- Your goal
Skip every picture while you write out the records below, from the first line through the one that contains "328L666 309L608 310L598", both ends kept.
Start of Data supplied
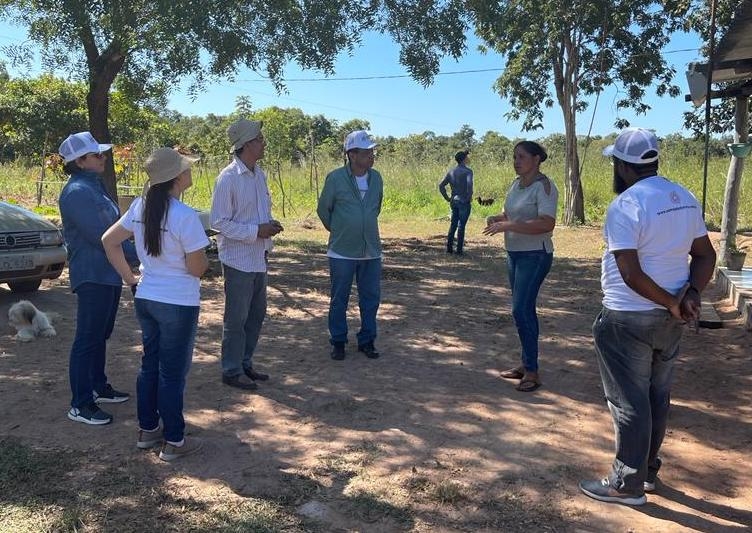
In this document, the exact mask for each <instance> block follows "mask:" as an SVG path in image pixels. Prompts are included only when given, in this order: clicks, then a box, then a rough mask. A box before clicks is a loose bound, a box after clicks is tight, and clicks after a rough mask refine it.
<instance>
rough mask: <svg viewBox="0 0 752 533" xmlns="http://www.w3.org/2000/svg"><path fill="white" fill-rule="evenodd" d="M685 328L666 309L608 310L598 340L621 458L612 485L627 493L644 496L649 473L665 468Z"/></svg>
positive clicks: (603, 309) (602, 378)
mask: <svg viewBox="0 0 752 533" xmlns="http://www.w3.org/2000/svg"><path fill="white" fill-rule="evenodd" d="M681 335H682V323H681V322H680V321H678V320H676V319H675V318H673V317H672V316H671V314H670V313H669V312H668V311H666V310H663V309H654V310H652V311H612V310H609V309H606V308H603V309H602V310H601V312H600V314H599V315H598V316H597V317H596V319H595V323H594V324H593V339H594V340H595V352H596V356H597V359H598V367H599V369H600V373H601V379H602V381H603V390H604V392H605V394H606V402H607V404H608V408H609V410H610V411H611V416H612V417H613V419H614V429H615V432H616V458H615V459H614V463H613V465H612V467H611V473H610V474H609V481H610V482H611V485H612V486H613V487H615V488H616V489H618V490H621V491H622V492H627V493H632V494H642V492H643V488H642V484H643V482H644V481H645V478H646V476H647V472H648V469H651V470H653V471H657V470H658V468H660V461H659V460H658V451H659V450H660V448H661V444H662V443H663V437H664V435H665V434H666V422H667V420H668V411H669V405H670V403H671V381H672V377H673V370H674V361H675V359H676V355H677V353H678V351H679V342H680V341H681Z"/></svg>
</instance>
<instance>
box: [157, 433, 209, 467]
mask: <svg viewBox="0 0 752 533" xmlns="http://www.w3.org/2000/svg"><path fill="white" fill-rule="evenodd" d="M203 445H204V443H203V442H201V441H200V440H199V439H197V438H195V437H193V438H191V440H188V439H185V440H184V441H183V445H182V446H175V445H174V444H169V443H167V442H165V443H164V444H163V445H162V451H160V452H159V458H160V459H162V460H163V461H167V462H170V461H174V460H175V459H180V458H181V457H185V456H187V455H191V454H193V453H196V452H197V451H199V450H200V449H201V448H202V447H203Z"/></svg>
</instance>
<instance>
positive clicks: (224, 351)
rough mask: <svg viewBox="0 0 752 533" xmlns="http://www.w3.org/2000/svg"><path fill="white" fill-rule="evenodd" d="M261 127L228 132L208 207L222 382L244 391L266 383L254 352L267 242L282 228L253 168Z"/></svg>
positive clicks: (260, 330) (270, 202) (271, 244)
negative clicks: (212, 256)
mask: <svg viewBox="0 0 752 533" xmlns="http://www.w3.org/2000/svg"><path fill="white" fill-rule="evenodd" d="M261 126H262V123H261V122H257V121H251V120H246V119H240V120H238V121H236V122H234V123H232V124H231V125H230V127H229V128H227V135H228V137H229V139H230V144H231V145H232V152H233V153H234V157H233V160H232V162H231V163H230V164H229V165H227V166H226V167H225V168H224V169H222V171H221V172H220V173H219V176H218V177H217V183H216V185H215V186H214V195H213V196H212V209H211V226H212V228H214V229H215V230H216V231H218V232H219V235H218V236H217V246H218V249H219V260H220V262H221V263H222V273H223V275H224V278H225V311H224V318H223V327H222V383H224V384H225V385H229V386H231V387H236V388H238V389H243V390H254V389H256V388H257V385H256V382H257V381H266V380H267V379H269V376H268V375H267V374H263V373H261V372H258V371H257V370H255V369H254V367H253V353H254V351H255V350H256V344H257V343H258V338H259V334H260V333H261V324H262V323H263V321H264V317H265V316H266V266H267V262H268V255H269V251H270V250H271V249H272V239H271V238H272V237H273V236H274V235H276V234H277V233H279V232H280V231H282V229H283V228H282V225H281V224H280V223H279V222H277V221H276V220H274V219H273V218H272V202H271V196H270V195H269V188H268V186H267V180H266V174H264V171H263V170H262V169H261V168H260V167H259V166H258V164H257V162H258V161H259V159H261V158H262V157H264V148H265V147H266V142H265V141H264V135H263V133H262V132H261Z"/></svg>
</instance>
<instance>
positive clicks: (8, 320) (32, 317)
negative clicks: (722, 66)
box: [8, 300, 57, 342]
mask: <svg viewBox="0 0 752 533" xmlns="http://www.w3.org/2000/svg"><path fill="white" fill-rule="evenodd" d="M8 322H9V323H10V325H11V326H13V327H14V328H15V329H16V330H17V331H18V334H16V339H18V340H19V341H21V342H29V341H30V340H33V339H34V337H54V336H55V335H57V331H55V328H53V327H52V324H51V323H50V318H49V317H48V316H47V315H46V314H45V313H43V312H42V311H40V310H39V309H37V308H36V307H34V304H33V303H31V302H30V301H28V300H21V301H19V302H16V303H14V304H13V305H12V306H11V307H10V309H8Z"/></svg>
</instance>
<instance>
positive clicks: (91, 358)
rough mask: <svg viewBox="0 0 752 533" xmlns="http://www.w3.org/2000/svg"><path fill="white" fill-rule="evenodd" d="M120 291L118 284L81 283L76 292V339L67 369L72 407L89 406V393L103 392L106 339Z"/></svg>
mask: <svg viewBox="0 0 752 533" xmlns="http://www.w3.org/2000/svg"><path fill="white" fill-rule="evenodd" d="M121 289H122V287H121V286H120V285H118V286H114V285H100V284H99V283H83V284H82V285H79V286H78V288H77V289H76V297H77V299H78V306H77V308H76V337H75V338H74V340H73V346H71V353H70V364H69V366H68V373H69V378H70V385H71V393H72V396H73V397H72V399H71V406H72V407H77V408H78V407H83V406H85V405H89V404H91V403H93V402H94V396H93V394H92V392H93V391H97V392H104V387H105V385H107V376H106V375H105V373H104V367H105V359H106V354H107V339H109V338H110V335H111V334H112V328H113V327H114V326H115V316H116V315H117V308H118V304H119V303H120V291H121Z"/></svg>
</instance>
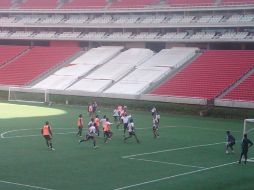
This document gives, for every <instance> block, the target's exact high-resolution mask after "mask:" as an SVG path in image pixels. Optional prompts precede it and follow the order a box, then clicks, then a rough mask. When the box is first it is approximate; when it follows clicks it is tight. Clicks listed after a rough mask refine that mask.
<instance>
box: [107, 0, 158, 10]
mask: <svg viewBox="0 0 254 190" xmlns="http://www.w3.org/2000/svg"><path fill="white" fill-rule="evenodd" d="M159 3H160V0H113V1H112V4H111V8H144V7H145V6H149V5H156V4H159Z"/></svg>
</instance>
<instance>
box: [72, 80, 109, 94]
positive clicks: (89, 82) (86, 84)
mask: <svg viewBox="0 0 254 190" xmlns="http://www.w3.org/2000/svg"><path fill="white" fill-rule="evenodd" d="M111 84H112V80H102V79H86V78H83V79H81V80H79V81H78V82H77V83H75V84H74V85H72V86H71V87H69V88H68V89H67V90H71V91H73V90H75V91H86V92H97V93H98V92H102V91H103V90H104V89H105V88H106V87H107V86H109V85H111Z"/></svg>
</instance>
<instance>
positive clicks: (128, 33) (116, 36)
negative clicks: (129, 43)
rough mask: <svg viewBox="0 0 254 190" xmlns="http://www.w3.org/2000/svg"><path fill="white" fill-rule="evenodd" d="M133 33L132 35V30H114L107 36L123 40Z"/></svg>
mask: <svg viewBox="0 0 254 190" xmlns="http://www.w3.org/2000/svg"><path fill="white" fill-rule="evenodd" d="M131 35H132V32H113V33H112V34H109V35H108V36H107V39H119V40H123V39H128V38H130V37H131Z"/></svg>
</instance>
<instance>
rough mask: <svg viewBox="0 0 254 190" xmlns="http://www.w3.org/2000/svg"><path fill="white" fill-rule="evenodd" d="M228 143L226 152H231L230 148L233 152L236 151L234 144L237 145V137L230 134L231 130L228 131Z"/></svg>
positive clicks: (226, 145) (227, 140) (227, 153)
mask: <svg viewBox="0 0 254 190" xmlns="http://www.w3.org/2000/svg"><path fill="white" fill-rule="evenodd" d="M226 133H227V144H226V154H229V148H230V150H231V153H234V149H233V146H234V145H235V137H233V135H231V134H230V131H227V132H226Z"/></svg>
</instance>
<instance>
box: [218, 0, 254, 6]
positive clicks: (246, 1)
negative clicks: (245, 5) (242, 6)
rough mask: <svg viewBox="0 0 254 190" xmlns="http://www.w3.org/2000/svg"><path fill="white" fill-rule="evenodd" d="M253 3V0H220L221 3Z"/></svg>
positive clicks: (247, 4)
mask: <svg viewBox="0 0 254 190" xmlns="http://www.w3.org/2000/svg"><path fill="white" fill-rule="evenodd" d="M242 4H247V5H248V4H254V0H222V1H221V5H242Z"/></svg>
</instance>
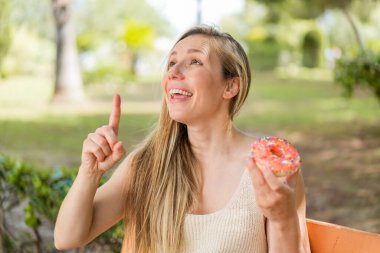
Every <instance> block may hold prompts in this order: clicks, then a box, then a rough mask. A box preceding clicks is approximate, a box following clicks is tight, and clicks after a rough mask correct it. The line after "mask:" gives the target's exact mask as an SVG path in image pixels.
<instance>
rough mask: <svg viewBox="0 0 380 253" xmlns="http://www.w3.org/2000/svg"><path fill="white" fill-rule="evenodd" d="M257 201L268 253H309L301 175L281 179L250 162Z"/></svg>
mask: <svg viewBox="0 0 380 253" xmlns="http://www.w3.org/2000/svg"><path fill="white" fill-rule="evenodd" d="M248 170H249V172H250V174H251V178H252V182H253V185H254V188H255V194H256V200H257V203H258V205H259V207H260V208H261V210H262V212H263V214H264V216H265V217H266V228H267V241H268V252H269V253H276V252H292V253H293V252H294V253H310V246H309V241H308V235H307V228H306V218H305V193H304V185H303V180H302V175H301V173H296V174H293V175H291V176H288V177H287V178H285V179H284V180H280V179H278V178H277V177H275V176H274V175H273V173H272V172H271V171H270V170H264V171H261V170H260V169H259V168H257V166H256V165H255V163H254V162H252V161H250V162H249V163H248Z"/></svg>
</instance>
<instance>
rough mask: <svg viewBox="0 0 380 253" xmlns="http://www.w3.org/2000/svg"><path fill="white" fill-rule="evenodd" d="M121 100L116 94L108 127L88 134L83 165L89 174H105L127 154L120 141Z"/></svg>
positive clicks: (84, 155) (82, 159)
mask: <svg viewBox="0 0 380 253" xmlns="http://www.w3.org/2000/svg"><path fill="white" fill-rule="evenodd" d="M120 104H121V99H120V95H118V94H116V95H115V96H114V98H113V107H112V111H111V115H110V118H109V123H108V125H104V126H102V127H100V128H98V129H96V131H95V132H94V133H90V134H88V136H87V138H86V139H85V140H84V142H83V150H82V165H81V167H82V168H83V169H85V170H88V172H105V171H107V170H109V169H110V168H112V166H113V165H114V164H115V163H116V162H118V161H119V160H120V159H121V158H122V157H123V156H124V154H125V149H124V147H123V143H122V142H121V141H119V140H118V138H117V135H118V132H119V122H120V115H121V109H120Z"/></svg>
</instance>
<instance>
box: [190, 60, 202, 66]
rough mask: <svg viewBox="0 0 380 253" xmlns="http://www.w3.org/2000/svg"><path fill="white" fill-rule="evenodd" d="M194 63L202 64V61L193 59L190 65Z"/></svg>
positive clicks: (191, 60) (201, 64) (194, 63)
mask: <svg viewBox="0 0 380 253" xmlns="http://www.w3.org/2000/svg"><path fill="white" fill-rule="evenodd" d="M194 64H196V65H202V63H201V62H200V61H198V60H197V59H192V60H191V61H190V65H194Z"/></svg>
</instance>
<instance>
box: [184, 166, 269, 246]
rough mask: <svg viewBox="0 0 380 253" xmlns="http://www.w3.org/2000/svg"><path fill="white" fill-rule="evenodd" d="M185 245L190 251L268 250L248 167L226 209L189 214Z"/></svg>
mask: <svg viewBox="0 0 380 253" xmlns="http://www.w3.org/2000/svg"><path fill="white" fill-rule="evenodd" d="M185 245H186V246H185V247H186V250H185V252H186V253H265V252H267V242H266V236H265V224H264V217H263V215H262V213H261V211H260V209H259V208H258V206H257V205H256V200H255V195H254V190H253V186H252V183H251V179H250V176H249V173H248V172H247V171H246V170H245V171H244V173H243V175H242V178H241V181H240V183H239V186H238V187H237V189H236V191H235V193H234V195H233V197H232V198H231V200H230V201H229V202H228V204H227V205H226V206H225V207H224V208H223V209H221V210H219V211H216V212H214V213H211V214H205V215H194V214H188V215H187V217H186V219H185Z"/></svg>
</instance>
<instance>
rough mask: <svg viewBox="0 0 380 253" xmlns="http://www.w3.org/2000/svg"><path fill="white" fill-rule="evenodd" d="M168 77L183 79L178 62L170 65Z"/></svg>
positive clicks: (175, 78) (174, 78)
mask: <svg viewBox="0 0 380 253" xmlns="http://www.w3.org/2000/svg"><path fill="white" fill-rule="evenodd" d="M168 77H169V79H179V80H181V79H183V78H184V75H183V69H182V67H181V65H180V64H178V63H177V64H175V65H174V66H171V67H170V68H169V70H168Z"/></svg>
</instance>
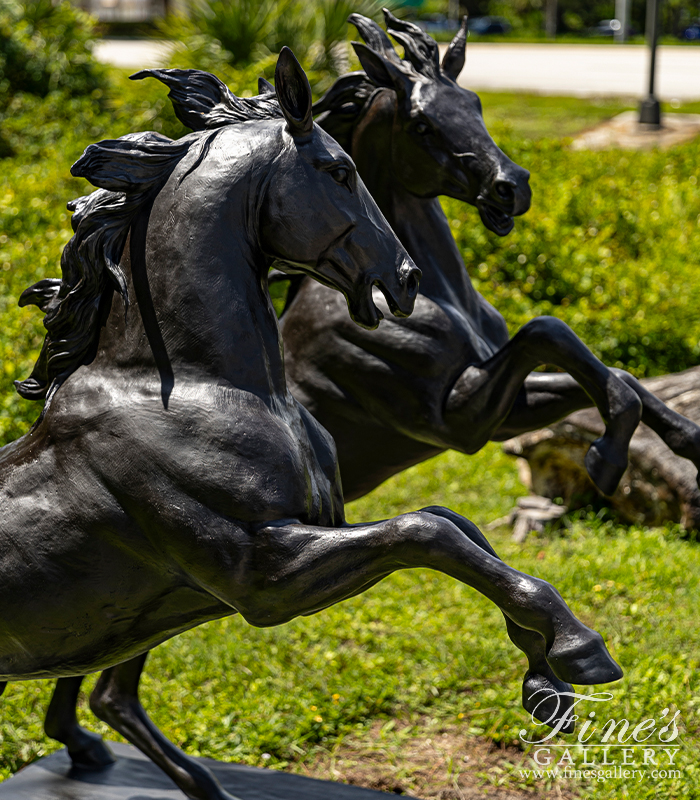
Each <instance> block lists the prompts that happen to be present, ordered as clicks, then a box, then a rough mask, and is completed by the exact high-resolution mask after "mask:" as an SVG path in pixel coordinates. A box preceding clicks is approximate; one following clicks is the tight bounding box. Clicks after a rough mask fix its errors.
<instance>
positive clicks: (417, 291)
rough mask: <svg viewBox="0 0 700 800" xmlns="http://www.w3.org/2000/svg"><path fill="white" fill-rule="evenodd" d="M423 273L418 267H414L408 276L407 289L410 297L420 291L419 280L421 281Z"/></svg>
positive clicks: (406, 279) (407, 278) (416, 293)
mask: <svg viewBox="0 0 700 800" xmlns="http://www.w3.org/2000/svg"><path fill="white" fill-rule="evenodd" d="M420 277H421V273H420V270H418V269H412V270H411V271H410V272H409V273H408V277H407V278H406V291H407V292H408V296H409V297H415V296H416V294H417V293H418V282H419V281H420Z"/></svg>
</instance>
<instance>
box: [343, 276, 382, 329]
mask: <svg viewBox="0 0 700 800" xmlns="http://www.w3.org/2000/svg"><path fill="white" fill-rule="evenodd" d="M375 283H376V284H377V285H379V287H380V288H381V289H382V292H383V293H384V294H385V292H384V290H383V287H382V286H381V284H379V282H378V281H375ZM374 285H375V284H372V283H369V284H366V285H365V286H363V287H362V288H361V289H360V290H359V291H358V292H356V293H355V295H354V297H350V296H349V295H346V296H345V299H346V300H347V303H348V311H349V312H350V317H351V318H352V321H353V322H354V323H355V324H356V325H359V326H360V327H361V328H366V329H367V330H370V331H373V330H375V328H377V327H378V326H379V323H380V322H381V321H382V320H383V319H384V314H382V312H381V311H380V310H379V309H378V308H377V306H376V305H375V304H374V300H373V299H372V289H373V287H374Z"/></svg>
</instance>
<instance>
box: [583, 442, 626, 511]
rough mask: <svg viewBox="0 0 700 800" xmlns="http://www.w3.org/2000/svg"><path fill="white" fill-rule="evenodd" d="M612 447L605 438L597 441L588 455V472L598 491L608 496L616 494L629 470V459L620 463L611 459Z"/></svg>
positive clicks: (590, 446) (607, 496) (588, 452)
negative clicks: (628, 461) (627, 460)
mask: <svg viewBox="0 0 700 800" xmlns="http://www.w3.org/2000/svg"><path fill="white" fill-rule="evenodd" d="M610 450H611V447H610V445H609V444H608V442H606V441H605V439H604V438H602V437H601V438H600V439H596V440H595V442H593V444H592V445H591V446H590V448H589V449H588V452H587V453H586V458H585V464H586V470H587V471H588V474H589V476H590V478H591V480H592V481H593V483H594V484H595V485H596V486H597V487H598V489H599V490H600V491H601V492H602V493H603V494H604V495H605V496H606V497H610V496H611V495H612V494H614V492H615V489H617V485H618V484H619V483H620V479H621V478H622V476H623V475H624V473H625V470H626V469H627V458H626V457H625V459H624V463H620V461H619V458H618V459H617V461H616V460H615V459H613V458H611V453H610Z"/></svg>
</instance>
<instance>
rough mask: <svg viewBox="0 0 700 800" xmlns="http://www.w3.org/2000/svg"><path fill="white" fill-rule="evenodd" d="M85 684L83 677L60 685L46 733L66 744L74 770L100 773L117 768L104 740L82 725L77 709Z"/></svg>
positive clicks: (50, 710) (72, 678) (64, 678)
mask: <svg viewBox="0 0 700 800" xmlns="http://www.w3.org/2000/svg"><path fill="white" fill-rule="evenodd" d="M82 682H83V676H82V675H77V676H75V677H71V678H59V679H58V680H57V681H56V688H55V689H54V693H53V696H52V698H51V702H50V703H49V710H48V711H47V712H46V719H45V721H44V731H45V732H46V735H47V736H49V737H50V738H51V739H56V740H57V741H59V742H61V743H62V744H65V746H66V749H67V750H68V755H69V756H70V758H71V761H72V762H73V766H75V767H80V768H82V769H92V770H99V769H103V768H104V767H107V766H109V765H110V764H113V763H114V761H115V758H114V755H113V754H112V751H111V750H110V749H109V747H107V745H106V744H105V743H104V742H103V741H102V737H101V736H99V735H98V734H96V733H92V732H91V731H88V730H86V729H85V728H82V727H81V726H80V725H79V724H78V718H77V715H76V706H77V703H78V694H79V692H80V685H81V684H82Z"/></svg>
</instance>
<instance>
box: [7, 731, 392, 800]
End of Data supplied
- Task solution
In this document, the exact mask for each <instance> block follows "mask:" as an SVG path in image pixels. Prompts are included only when given, in this order: clicks, then a box, then a rough mask. A box before clicks is a loose bound, a box after clicks is tight, and clicks after a rough mask refine it.
<instance>
rough mask: <svg viewBox="0 0 752 533" xmlns="http://www.w3.org/2000/svg"><path fill="white" fill-rule="evenodd" d="M685 328L666 309L608 310L598 340L621 458L612 485L627 493L644 496L649 473L665 468Z"/></svg>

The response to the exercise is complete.